Authors: Johnathon R. Jordan, Sebastian Baum, Patrick Stengel, Alfredo Ferrari, Maria Cristina Morone, Paola Sala, Joshua Spitz
First Author’s Institution: University of Michigan, Ann Arbor, MI 48109, USA
Status: Preprint available on arXiv
The engineering that goes into modern day astrophysical instruments is astounding. From mirrors that can detect a change in distance 10,000 times smaller than the size of a proton to telescopes that can detect individual light particles from millions of light years away, astrophysicists and astronomers constantly prove themselves to be vanguards of tech. Today’s authors discuss a new and exciting piece of technology to do astrophysics: old rocks.
Sorry, did you say rocks?
Cosmic rays, or atomic nuclei that were accelerated to extreme energies, are constantly bombarding our atmosphere. Upon reaching the Earth after their cosmological odysseys, these cosmic rays collide with various atmospheric nuclei, like nitrogen or oxygen. These interactions create showers, which consist of a menagerie of particles including electrons, muons, pions, and neutrinos. While most of these particles decay or smash into other things as the reach the surface of the Earth, neutrinos can travel unscathed deep into the Earth, because they have a very small probability of interacting with other particles. These neutrinos, because they are produced by cosmic-ray interactions in the atmosphere, are dubbed atmospheric neutrinos.
Atmospheric neutrinos can tell us a lot about the cosmic-ray particles that produced them. For example, the amount of neutrinos and their energies is reflective of the number of cosmic rays incident on the Earth, and therefore tells you about the local activity of cosmic rays.
Wait, but what about the rocks?

## Challenges
1. In the summary, why can neutrinos travel deep into the Earth unscathed?
2. Print the summary's text between "Authors: Johnathon R." and "astrophysics: old rocks.", inclusive.
3. Which particles does the summary list as making up the showers created by cosmic-ray collisions?

(Point labeling entries)
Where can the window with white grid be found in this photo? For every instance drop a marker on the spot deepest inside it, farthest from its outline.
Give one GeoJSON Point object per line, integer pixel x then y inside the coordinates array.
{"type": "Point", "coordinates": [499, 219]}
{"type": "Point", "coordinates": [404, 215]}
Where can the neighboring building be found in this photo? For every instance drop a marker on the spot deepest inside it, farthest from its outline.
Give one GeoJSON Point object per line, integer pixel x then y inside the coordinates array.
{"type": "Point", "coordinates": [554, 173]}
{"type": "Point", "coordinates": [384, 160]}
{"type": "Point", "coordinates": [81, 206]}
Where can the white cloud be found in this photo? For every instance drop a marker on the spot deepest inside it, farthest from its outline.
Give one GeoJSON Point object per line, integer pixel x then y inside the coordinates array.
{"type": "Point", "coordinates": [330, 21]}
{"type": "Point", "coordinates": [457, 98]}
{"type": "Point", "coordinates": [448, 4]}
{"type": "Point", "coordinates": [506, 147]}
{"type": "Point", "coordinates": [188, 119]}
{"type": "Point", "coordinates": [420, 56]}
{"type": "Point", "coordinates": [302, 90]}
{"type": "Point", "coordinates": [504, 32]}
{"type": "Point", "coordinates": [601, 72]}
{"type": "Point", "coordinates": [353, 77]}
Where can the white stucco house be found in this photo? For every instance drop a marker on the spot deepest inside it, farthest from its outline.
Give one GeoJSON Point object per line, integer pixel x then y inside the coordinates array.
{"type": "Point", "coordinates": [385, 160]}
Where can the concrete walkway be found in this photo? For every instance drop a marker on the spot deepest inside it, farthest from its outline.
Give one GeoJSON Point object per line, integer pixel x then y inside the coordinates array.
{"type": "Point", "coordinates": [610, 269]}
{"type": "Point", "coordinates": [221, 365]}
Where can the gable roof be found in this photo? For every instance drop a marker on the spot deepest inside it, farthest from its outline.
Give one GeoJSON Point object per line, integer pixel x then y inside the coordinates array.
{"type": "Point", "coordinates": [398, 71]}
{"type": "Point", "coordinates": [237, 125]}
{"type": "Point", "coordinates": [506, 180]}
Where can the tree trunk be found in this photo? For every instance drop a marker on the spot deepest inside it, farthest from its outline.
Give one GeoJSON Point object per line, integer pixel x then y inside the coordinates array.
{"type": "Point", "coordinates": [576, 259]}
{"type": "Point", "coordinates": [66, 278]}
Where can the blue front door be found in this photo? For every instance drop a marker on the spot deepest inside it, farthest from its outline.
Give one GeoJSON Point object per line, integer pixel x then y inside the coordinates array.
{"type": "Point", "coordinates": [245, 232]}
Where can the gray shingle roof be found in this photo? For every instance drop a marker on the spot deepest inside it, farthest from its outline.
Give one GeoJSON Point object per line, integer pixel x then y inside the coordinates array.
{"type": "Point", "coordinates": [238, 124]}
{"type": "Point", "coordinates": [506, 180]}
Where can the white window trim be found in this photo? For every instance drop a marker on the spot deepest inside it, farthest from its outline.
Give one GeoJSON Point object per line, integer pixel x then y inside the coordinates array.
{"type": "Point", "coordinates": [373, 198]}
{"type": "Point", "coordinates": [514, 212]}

## Final answers
1. They have a very small probability of interacting with other particles.

2.
Authors: Johnathon R. Jordan, Sebastian Baum, Patrick Stengel, Alfredo Ferrari, Maria Cristina Morone, Paola Sala, Joshua Spitz
First Author’s Institution: University of Michigan, Ann Arbor, MI 48109, USA
Status: Preprint available on arXiv
The engineering that goes into modern day astrophysical instruments is astounding. From mirrors that can detect a change in distance 10,000 times smaller than the size of a proton to telescopes that can detect individual light particles from millions of light years away, astrophysicists and astronomers constantly prove themselves to be vanguards of tech. Today’s authors discuss a new and exciting piece of technology to do astrophysics: old rocks.

3. Electrons, muons, pions, and neutrinos.